WORK TO BE COMPLETED => Identify every line in the records below that contains the word "leaf" with the same capitalization, and copy each of those lines.

[Location identification items]
-------
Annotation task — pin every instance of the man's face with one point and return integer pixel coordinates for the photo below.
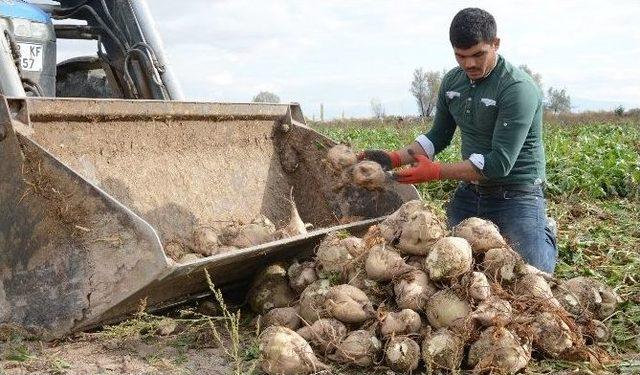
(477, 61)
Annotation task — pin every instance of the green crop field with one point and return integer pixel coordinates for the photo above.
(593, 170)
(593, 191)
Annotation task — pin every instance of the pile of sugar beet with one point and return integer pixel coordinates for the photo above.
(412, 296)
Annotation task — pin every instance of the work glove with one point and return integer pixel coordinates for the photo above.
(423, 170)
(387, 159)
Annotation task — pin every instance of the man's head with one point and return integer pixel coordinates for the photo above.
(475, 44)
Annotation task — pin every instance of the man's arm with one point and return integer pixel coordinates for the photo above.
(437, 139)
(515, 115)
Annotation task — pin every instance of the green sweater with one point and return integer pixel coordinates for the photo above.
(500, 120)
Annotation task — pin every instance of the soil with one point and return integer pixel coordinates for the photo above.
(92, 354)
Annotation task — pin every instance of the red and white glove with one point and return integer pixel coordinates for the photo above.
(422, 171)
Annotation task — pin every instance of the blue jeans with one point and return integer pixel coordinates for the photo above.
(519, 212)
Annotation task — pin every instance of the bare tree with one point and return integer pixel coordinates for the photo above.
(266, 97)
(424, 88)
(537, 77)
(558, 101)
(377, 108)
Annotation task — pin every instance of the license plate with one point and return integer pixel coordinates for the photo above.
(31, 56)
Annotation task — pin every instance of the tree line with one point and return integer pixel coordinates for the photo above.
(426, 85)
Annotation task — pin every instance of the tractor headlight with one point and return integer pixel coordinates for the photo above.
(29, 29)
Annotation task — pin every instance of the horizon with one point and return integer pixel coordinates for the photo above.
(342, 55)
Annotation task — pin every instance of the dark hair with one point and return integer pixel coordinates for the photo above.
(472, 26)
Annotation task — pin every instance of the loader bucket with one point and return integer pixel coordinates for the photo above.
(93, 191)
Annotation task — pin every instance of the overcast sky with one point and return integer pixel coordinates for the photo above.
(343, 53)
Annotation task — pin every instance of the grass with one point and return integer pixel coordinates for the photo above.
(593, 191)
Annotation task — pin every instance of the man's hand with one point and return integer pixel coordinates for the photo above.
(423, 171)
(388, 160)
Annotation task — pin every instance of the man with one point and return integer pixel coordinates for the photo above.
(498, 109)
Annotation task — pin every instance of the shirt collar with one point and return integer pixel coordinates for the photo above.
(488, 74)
-------
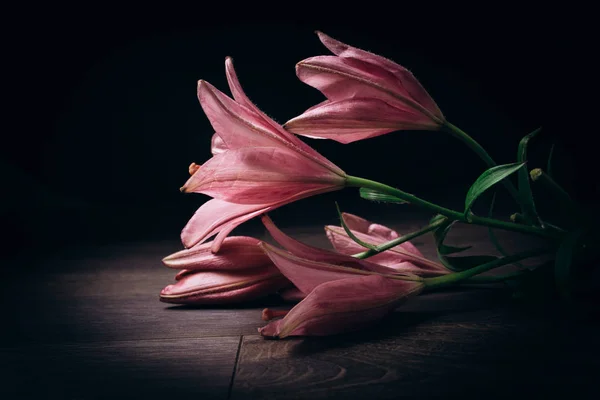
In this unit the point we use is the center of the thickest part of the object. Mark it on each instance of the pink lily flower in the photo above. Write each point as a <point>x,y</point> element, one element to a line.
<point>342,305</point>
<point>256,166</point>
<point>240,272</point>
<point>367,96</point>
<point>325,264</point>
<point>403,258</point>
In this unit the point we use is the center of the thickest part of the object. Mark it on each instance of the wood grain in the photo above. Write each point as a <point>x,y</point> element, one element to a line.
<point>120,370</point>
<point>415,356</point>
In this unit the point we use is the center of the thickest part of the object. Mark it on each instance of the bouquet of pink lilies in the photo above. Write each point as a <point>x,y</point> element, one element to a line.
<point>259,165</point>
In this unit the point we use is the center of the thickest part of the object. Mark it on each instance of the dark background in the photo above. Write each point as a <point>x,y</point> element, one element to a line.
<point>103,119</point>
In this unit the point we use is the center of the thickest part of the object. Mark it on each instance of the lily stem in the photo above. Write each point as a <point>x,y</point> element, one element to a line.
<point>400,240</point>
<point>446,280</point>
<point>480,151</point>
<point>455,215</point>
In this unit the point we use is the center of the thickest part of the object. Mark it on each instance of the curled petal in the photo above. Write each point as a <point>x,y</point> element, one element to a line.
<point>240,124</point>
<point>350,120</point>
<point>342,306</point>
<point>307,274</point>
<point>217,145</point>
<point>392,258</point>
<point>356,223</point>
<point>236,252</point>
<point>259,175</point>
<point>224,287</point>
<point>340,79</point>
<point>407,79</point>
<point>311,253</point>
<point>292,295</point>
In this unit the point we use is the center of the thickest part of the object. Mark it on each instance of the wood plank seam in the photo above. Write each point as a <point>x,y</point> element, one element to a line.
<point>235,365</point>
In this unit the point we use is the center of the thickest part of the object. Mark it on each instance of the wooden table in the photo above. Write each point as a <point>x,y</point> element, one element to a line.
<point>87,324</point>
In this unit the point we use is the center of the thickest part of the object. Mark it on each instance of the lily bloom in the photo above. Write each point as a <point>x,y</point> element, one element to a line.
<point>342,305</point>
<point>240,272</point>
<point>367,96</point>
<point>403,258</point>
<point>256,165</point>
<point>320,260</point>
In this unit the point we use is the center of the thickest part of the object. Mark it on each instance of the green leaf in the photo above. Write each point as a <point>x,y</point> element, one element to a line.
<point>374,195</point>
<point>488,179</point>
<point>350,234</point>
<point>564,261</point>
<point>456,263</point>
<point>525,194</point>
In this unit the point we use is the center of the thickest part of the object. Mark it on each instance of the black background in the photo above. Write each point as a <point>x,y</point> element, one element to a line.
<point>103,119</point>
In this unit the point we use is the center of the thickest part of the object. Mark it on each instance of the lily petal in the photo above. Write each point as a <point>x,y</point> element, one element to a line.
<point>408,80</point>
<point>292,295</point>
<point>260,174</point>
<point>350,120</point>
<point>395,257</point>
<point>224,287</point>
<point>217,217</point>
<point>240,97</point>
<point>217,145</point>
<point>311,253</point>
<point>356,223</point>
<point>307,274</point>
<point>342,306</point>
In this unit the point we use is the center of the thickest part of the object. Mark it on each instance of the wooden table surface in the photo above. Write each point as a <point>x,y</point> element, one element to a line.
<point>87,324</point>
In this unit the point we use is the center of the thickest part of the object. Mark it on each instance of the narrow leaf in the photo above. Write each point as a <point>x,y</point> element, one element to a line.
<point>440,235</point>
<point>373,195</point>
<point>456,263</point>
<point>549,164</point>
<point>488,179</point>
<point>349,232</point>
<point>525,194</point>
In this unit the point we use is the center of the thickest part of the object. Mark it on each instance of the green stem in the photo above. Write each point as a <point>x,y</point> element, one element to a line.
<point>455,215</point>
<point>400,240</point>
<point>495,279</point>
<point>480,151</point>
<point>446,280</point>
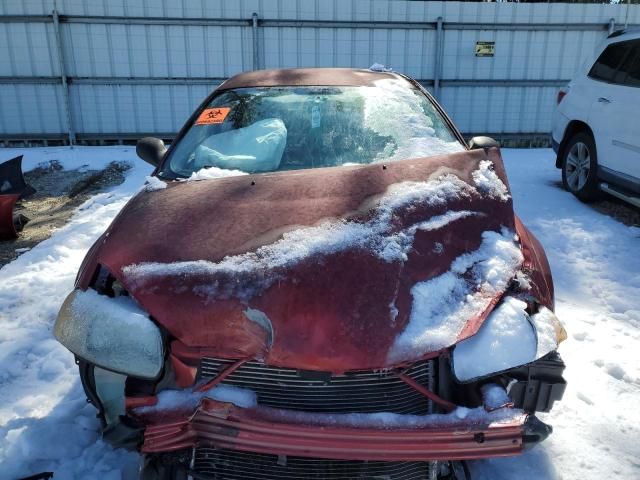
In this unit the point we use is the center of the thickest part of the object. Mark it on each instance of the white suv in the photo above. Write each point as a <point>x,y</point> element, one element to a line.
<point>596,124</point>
-------
SOLUTION FOR THIS PROBLEM =>
In this unit the point we use is the center of the thickest part of the object. Mark it on each instance of the green leaf in the photo above. Write each point as a <point>x,y</point> element, one element to a line.
In this unit the point we use is the center of the thickest part of the object. Mark it on each instance of the narrow leaf in the photo above. Write each point as a <point>x,y</point> element, one element to a line.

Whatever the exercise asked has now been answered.